[Information supplied]
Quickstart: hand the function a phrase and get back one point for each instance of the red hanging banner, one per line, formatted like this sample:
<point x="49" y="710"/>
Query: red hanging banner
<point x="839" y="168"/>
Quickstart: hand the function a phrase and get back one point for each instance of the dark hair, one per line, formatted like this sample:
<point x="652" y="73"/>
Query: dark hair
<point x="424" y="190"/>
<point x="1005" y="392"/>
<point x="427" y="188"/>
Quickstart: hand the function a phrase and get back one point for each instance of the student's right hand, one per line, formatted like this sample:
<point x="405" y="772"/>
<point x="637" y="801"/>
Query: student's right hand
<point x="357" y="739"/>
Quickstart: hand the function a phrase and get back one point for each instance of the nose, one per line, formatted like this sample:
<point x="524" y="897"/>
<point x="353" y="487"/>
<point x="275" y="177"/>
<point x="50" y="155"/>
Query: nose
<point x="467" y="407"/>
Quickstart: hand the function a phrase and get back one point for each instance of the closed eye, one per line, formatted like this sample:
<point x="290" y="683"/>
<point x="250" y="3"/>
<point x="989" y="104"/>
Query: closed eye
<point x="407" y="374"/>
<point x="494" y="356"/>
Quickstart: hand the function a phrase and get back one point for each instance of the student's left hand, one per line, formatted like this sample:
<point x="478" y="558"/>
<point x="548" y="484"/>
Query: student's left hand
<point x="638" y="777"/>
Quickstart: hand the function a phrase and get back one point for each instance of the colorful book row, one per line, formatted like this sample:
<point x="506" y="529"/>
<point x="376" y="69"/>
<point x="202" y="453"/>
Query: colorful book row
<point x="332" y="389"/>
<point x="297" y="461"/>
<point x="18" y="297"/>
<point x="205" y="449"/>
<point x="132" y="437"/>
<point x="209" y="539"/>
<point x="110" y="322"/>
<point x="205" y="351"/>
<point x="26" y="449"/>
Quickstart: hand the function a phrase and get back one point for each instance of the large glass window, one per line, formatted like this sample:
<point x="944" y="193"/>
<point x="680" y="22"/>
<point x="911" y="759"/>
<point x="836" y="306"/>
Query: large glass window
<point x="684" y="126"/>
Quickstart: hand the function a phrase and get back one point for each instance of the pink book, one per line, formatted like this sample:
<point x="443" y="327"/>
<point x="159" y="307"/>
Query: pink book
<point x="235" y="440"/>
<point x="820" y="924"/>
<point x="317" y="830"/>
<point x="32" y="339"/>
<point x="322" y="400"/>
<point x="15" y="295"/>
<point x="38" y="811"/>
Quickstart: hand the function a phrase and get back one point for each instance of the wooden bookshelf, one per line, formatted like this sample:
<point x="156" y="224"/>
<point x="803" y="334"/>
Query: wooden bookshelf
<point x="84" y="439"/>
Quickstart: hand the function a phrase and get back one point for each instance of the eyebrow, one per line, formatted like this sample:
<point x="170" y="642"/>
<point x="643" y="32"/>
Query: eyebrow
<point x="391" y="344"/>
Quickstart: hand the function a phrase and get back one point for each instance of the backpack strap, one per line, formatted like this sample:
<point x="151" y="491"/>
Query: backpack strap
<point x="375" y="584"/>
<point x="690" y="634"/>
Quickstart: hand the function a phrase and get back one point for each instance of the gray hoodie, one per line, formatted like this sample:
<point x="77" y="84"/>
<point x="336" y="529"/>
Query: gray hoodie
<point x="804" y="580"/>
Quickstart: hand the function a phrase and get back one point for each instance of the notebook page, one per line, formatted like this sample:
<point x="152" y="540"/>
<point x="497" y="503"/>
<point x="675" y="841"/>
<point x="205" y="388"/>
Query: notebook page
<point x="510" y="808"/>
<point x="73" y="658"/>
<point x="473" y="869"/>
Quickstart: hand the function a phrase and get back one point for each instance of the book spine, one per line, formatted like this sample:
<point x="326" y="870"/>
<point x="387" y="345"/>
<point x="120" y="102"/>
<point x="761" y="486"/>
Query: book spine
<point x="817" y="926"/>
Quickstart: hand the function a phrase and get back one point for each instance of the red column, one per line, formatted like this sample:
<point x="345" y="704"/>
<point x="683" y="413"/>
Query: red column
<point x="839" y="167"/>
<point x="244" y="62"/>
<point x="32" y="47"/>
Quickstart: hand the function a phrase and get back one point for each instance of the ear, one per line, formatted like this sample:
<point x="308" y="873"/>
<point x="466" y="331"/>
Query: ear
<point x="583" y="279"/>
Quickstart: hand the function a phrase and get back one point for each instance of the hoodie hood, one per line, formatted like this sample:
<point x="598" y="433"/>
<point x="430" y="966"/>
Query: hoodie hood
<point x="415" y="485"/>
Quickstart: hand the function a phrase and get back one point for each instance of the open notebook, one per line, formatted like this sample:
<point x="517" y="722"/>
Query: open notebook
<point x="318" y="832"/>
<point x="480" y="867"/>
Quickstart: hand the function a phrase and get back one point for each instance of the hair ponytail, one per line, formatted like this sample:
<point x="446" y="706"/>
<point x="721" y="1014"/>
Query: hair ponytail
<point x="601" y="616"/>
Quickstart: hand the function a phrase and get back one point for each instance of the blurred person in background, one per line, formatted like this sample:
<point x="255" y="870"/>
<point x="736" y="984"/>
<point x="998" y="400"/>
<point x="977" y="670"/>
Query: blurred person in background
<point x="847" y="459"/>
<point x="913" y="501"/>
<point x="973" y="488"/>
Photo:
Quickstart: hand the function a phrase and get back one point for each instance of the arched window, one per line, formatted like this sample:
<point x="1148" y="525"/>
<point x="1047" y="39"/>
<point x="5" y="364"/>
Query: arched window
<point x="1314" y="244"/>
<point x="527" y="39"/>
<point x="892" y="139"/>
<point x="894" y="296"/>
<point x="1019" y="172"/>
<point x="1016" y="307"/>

[Goal] Write out only the final block of lines, starting at the line with "of the open" and running to the end of the material.

[Solution to this task]
Quickstart: hand the function a phrase and get back one point for each instance of the open notebook, one per line, formatted like this sample:
<point x="517" y="722"/>
Query: open notebook
<point x="318" y="832"/>
<point x="480" y="867"/>
Quickstart: hand the function a phrase and get back one point for each instance of the hair ponytail, one per line, formatted like this sample:
<point x="446" y="706"/>
<point x="721" y="1014"/>
Query: hair ponytail
<point x="601" y="616"/>
Quickstart: hand the function a phrase and get back one point for each instance of the blurred person in background, one per line, formatted like this sample:
<point x="255" y="870"/>
<point x="736" y="984"/>
<point x="998" y="400"/>
<point x="977" y="670"/>
Query: blurred person in background
<point x="847" y="459"/>
<point x="913" y="501"/>
<point x="973" y="488"/>
Photo:
Quickstart: hand the function a phrase and get back one point for each instance of the arched window, one per line, formatted like this sample:
<point x="1148" y="525"/>
<point x="1047" y="39"/>
<point x="5" y="364"/>
Query: arched window
<point x="1314" y="244"/>
<point x="527" y="39"/>
<point x="892" y="139"/>
<point x="894" y="296"/>
<point x="1019" y="172"/>
<point x="1016" y="307"/>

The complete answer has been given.